__Aim__
Put every line of the items below into a numbered list, leaving out any blank lines.

(Object position labeling entries)
--- --- ---
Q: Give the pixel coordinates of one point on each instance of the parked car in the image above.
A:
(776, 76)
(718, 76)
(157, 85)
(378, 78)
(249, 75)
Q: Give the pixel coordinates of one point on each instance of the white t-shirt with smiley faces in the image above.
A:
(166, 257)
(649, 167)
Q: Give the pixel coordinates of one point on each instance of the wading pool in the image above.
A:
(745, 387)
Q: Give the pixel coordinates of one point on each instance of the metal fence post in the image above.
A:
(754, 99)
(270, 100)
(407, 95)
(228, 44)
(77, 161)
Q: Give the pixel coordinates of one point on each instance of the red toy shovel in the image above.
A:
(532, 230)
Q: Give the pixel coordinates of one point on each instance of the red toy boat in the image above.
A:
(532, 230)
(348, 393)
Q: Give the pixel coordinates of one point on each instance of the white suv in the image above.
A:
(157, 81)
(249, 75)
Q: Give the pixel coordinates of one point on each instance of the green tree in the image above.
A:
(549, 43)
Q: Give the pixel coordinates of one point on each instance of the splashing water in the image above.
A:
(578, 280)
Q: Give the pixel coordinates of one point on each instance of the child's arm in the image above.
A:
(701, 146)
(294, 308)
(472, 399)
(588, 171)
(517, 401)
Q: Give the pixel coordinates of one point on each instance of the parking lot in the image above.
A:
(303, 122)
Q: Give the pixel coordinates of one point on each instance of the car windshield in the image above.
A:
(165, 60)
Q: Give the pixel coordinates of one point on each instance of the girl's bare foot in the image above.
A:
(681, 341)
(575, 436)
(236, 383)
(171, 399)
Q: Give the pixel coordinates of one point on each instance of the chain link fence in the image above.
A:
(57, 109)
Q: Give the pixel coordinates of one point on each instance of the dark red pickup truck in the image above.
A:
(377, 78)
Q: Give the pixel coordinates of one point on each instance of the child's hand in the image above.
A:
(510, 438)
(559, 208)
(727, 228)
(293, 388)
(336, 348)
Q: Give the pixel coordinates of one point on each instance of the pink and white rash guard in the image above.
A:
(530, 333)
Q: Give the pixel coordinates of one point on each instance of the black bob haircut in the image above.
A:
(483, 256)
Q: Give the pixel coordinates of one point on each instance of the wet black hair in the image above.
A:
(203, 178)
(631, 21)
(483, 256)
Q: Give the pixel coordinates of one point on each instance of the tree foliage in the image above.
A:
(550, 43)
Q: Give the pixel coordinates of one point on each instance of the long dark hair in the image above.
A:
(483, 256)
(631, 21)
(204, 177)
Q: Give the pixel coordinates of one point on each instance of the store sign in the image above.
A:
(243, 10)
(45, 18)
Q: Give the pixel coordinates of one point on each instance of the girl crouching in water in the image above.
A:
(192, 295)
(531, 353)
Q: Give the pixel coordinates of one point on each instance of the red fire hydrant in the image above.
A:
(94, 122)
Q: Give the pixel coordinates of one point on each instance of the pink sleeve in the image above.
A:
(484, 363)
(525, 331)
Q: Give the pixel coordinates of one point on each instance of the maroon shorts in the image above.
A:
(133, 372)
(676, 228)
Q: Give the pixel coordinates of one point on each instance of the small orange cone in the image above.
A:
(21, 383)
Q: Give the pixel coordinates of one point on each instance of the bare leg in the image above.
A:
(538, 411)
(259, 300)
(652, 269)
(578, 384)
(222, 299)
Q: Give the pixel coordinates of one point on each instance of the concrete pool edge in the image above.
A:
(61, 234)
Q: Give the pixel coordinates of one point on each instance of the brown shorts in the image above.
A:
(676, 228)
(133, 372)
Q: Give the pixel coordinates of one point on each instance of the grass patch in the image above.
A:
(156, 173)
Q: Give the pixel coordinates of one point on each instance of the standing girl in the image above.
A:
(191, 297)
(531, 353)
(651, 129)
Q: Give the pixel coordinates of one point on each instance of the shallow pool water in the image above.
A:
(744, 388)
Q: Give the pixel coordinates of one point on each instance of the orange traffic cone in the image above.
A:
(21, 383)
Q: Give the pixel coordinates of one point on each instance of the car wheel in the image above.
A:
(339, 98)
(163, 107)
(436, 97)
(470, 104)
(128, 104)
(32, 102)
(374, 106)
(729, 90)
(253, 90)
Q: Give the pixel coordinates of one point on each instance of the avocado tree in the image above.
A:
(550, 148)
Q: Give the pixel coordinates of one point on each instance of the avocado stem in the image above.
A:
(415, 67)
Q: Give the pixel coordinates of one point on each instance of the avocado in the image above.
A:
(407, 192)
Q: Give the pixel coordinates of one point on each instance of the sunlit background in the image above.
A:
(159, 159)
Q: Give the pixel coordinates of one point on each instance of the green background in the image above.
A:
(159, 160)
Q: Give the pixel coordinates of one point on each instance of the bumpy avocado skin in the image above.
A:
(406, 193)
--- --- ---
__Complete answer__
1. Q: Give the pixel coordinates of one point on each instance of the parked car in the image above.
2. A:
3. (776, 76)
4. (718, 76)
5. (157, 85)
6. (378, 78)
7. (249, 75)
8. Q: Give the pixel coordinates of one point on each instance of the white t-shirt with smiley faces in the image above.
9. A:
10. (166, 257)
11. (649, 167)
12. Q: Give the pixel coordinates of one point on each instance of the wading pool in the image above.
13. A:
14. (745, 387)
15. Q: Give the pixel coordinates of one point on each instance of the metal fence post in the image above.
16. A:
17. (754, 99)
18. (270, 100)
19. (407, 95)
20. (228, 44)
21. (77, 161)
22. Q: Give the pixel coordinates of one point on each instance of the red toy shovel in the image above.
23. A:
24. (532, 230)
25. Q: Give the pixel coordinates of one point on each instance of the red toy boat in the image above.
26. A:
27. (532, 230)
28. (348, 393)
29. Q: Give the pixel coordinates of one point on each instance of the white suv in the image above.
30. A:
31. (157, 81)
32. (249, 75)
33. Q: Give the pixel coordinates of one point on each instance of the green tree in the image above.
34. A:
35. (549, 43)
36. Q: Give the pixel coordinates of one point on each instance of the splashing water in the image above.
37. A:
38. (578, 280)
39. Q: Give the pixel coordinates of one point on each instance of the child's arm in the image above.
40. A:
41. (701, 146)
42. (294, 308)
43. (472, 399)
44. (588, 171)
45. (517, 401)
46. Q: Give the pixel coordinates of one point on each instance of the parking lot in the image above.
47. A:
48. (303, 122)
49. Q: Give the pixel coordinates of one point on each instance of the car windshield in the image above.
50. A:
51. (165, 60)
52. Q: Give the pixel coordinates of one point on each instance of the girl's bare foot in the image above.
53. A:
54. (681, 341)
55. (575, 436)
56. (236, 383)
57. (171, 399)
58. Q: Give the pixel coordinates of one point on each instance of the chain link fence in the image above.
59. A:
60. (57, 109)
61. Q: Give the pixel coordinates of one point on each instance of the dark red pickup truck in the image above.
62. A:
63. (377, 78)
64. Q: Give the pixel coordinates of one point on each instance of the child's hand in the image above.
65. A:
66. (510, 438)
67. (559, 208)
68. (727, 228)
69. (293, 388)
70. (336, 348)
71. Q: Give the pixel coordinates of one point on each instance of the pink and white rash guard in the image above.
72. A:
73. (530, 333)
74. Q: Give the pixel coordinates of one point on each instance of the black bob haircut in the image above.
75. A:
76. (483, 256)
77. Q: Give the pixel coordinates of one point on each instance of the wet black hair in the image above.
78. A:
79. (203, 178)
80. (631, 21)
81. (483, 256)
82. Q: Give the pixel coordinates of one point on each instance of the tree foliage in the image above.
83. A:
84. (550, 43)
85. Q: Give the pixel coordinates of one point on each instance of the long dark hair in the image above.
86. A:
87. (483, 256)
88. (631, 21)
89. (204, 177)
90. Q: Give the pixel coordinates of one point on each instance of the store sign in the image above.
91. A:
92. (243, 10)
93. (45, 18)
94. Q: Give the pixel coordinates of one point on each instance of the girl crouching in water in the image above.
95. A:
96. (192, 295)
97. (531, 353)
98. Q: Give the pixel coordinates of one point on each instance of the red fire hydrant in the image above.
99. A:
100. (94, 122)
101. Q: Give the pixel coordinates of one point on each instance of the pink sleeve in the image above.
102. A:
103. (484, 363)
104. (525, 331)
105. Q: Give the pixel coordinates of one point on each instance of the maroon shorts in the image above.
106. A:
107. (133, 372)
108. (676, 228)
109. Q: Give the pixel coordinates of one point on each instance of the small orange cone in the image above.
110. A:
111. (21, 383)
112. Q: Give the pixel coordinates of one point on each instance of the bare leg in the image above.
113. A:
114. (538, 411)
115. (259, 300)
116. (652, 269)
117. (578, 384)
118. (222, 299)
119. Q: Give the pixel coordinates of one point on each instance of the concrete pool edge in the image above.
120. A:
121. (61, 234)
122. Q: Give the pixel coordinates of one point on each instance of the brown shorts in the image above.
123. A:
124. (676, 228)
125. (133, 372)
126. Q: Give the pixel coordinates of one point on each instance of the grass patch in the image above.
127. A:
128. (156, 173)
129. Q: Give the pixel coordinates of one point on each instance of the standing girl in the image above.
130. A:
131. (191, 297)
132. (531, 353)
133. (651, 129)
134. Q: Give the pixel coordinates of one point on each instance of the shallow pool water in the image above.
135. A:
136. (744, 388)
137. Q: Give the pixel coordinates of one point on each instance of the orange traffic cone in the image above.
138. A:
139. (21, 383)
140. Q: Give the pixel coordinates of one point on each instance of the car wheel in the image above.
141. A:
142. (339, 98)
143. (163, 107)
144. (436, 97)
145. (470, 104)
146. (128, 104)
147. (32, 102)
148. (374, 106)
149. (729, 90)
150. (253, 90)
151. Q: Give the pixel coordinates of one point on each instance of the avocado tree in the image above.
152. A:
153. (550, 148)
154. Q: Give the pixel coordinates of one point on each instance of the avocado stem in the image above.
155. A:
156. (415, 67)
157. Q: Give the pixel coordinates of one point on each instance of the avocado in the image above.
158. A:
159. (407, 192)
160. Q: Give the pixel coordinates of one point on each instance of the sunlit background in the image above.
161. A:
162. (159, 159)
163. Q: Give the pixel coordinates of one point on each instance of the green background in the image above.
164. A:
165. (159, 160)
166. Q: Give the pixel coordinates of one point on each instance of the bumpy avocado skin in the image above.
167. A:
168. (406, 193)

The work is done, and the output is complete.